= Beginning of Section =
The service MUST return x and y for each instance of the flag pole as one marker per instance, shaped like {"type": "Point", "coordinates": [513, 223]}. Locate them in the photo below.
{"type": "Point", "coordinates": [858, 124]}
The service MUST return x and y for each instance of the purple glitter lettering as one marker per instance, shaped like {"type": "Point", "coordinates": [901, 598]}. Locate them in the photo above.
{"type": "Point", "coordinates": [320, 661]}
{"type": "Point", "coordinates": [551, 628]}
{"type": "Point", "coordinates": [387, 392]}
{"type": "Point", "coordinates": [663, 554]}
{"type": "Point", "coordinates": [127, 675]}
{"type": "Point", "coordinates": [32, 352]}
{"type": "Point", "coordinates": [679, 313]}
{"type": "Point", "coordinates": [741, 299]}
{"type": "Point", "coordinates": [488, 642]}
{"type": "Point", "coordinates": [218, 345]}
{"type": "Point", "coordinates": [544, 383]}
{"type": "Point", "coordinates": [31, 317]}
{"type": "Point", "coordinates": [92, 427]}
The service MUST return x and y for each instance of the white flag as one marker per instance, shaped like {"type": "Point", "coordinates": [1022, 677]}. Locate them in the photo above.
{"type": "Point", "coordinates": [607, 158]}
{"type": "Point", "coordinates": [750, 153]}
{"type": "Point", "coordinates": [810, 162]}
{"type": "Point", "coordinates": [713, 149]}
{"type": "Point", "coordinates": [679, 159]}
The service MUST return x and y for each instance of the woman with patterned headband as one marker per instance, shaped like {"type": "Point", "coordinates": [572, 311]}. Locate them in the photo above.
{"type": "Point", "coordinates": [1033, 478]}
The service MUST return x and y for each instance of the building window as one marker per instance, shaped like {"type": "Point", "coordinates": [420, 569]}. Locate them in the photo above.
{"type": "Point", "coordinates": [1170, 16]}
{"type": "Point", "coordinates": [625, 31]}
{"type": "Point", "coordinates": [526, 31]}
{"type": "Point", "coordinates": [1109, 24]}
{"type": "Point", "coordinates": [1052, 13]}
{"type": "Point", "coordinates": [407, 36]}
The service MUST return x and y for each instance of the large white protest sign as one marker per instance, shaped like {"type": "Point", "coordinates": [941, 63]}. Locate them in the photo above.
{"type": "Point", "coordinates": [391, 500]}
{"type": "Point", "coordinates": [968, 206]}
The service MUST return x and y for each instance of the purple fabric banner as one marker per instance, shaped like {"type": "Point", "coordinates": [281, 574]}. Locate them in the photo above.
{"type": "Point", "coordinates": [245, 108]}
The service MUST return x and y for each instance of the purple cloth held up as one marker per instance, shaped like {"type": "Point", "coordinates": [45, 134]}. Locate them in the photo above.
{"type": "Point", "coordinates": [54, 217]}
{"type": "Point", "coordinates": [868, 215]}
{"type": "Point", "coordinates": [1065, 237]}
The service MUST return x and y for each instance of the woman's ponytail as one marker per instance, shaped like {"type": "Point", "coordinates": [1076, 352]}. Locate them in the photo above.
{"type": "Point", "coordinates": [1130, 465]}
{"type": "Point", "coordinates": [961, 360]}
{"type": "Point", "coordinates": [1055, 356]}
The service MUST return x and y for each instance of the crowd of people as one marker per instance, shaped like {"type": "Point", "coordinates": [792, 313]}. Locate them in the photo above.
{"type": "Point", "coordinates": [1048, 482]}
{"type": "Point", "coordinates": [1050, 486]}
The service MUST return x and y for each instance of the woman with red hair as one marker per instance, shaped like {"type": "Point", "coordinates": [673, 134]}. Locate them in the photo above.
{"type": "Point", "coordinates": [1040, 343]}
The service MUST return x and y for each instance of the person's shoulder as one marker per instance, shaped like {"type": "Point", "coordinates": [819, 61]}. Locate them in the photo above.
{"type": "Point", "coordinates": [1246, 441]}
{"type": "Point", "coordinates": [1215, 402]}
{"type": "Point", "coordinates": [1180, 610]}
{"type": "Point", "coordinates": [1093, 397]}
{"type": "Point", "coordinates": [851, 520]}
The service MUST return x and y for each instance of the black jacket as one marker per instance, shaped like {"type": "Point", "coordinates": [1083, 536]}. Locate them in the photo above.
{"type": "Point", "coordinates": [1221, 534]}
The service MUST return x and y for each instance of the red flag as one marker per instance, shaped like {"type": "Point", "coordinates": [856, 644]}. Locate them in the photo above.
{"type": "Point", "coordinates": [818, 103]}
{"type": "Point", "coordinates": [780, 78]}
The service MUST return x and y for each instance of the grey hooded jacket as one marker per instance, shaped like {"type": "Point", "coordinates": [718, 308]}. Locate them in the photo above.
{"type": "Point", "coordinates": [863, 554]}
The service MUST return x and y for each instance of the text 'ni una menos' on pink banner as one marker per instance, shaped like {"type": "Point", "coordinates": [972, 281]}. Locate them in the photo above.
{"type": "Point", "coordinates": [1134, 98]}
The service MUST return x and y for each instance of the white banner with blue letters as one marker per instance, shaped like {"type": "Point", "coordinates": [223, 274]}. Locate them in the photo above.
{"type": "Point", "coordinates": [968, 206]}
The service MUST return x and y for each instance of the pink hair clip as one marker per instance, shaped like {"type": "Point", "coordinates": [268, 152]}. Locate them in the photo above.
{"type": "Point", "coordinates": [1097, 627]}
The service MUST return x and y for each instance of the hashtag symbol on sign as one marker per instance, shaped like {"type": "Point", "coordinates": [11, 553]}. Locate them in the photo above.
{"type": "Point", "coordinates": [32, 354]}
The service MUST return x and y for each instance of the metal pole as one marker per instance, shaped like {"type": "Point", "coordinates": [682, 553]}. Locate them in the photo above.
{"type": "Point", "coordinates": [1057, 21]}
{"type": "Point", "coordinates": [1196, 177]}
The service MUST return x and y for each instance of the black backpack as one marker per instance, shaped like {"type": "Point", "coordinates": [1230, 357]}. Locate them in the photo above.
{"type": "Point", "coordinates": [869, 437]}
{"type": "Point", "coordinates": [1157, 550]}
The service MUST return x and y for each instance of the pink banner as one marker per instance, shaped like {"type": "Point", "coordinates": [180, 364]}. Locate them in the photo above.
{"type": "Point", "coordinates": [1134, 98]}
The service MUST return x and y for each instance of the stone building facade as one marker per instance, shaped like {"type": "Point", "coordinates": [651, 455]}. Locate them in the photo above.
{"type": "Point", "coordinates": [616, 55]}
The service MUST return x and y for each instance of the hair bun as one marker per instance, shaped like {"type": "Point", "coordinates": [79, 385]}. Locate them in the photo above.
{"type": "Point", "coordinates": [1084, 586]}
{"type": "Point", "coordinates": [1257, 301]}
= End of Section =
What the exercise asks - Extract, word for word, each line of the listing above.

Result of the task -
The service MUST return x and y for each instance of the flag pole as one marker per instance, shaped like {"type": "Point", "coordinates": [513, 223]}. Locate them in the photo below.
{"type": "Point", "coordinates": [858, 124]}
The service MUST return x and y for each instance of the purple glitter lettering as one marker per instance, shaped like {"type": "Point", "coordinates": [901, 598]}. Locate them in the photo above.
{"type": "Point", "coordinates": [320, 661]}
{"type": "Point", "coordinates": [551, 628]}
{"type": "Point", "coordinates": [387, 392]}
{"type": "Point", "coordinates": [663, 554]}
{"type": "Point", "coordinates": [127, 675]}
{"type": "Point", "coordinates": [32, 352]}
{"type": "Point", "coordinates": [679, 313]}
{"type": "Point", "coordinates": [741, 299]}
{"type": "Point", "coordinates": [488, 642]}
{"type": "Point", "coordinates": [218, 345]}
{"type": "Point", "coordinates": [544, 383]}
{"type": "Point", "coordinates": [31, 317]}
{"type": "Point", "coordinates": [92, 427]}
The service MUST return x and y for each instance of the white flag as one marker per instance, shaped like {"type": "Point", "coordinates": [1022, 677]}. Locate them in the photo above.
{"type": "Point", "coordinates": [607, 158]}
{"type": "Point", "coordinates": [750, 153]}
{"type": "Point", "coordinates": [810, 162]}
{"type": "Point", "coordinates": [713, 149]}
{"type": "Point", "coordinates": [679, 159]}
The service MUST return x and y for each instance of the woman with patterned headband as one marker per instance, shaped like {"type": "Point", "coordinates": [572, 311]}. Locate them in the photo above.
{"type": "Point", "coordinates": [1033, 478]}
The service MUST return x and y for each instance of the building window as one marker per instance, shaped like {"type": "Point", "coordinates": [420, 569]}. Locate them in the photo above.
{"type": "Point", "coordinates": [1170, 16]}
{"type": "Point", "coordinates": [625, 31]}
{"type": "Point", "coordinates": [526, 31]}
{"type": "Point", "coordinates": [1109, 24]}
{"type": "Point", "coordinates": [1052, 13]}
{"type": "Point", "coordinates": [407, 36]}
The service MUST return x and y for each instance of the large white protest sign as one marker per instance, shaped like {"type": "Point", "coordinates": [941, 63]}. Locate them in the photo above.
{"type": "Point", "coordinates": [391, 500]}
{"type": "Point", "coordinates": [968, 206]}
The service MUST return x and y for each instance of the purple fabric banner as one marker per instance, shaped like {"type": "Point", "coordinates": [281, 574]}. Locate them in the photo above.
{"type": "Point", "coordinates": [245, 108]}
The service MUST return x and y for each instance of the purple cloth held up as one marker per instance, shaped like {"type": "Point", "coordinates": [45, 134]}. Locate them in the photo above.
{"type": "Point", "coordinates": [54, 217]}
{"type": "Point", "coordinates": [868, 215]}
{"type": "Point", "coordinates": [1065, 237]}
The service MUST return x and y for each instance of the woman's ponytail as one marker per instance, shaped like {"type": "Point", "coordinates": [1076, 352]}. Locate them in the photo above.
{"type": "Point", "coordinates": [1130, 465]}
{"type": "Point", "coordinates": [961, 360]}
{"type": "Point", "coordinates": [1055, 356]}
The service MUST return x and y for each instance of the crowd of people as one marker per instance, shaped like {"type": "Point", "coordinates": [792, 313]}. Locate them in the photo above.
{"type": "Point", "coordinates": [1048, 482]}
{"type": "Point", "coordinates": [1050, 486]}
The service MUST return x and y for each instance of the woman with red hair as one marker per instance, shaped like {"type": "Point", "coordinates": [673, 134]}. Locate them in the photo above.
{"type": "Point", "coordinates": [1040, 343]}
The service MUST return x and y for each instance of the person's shoulder as one marker per instance, shaped like {"type": "Point", "coordinates": [819, 61]}. Locate them in the photo above.
{"type": "Point", "coordinates": [1246, 441]}
{"type": "Point", "coordinates": [1215, 402]}
{"type": "Point", "coordinates": [1180, 610]}
{"type": "Point", "coordinates": [1093, 397]}
{"type": "Point", "coordinates": [851, 520]}
The service MUST return x and y for each instance of the black jacket as one marker per instance, shaped like {"type": "Point", "coordinates": [1083, 536]}. Locate them in the photo above.
{"type": "Point", "coordinates": [1221, 534]}
The service MUST return x and y for each instance of the red flag as one marker per instance, shaped like {"type": "Point", "coordinates": [856, 644]}. Locate them in the photo above.
{"type": "Point", "coordinates": [818, 103]}
{"type": "Point", "coordinates": [780, 78]}
The service MUST return x and y for each instance of the grey hooded jacket as one marker per instance, shaped like {"type": "Point", "coordinates": [718, 308]}. Locate them in the photo above.
{"type": "Point", "coordinates": [863, 554]}
The service MUST return x and y for each instance of the text 'ni una menos' on pink banner as one marker per instance, shaped like {"type": "Point", "coordinates": [972, 281]}. Locate them in the photo above.
{"type": "Point", "coordinates": [1134, 98]}
The service MUST return x and y for each instance of the white banner with blue letters as one marker per instance, shaped like {"type": "Point", "coordinates": [223, 274]}. Locate them in the photo above.
{"type": "Point", "coordinates": [968, 206]}
The service MUST return x and y for each instance of the pink hair clip as one marker per instance, shaped like {"type": "Point", "coordinates": [268, 152]}. Locate them in the photo above.
{"type": "Point", "coordinates": [1097, 627]}
The service MUST return x and y for each instance of the hashtag symbol on sign as one marker per instance, shaped like {"type": "Point", "coordinates": [11, 553]}. Locate them in the photo above.
{"type": "Point", "coordinates": [32, 354]}
The service MUST return x and y for each instance of the metal pole as one marker per instance, shaped like {"type": "Point", "coordinates": [682, 553]}. Locate them in the photo above.
{"type": "Point", "coordinates": [1057, 21]}
{"type": "Point", "coordinates": [1196, 177]}
The service MUST return x and y for each instance of the black backpack as one marker per instance, shaped like {"type": "Point", "coordinates": [1230, 357]}. Locate them in the photo above.
{"type": "Point", "coordinates": [869, 437]}
{"type": "Point", "coordinates": [1157, 550]}
The service MUST return x and y for each instance of the pink banner as one marker per instance, shaped like {"type": "Point", "coordinates": [180, 364]}. Locate them in the photo above.
{"type": "Point", "coordinates": [1134, 98]}
The service MUST return x and y for each instance of the stone building facade as one marker per instance, shaped like {"type": "Point", "coordinates": [651, 455]}. Locate them in the photo above.
{"type": "Point", "coordinates": [616, 55]}
The service MUST return x and y for each instance of the hair bun as one marker per instance, shaped like {"type": "Point", "coordinates": [79, 385]}. Locate them in the photo above.
{"type": "Point", "coordinates": [1084, 586]}
{"type": "Point", "coordinates": [1257, 301]}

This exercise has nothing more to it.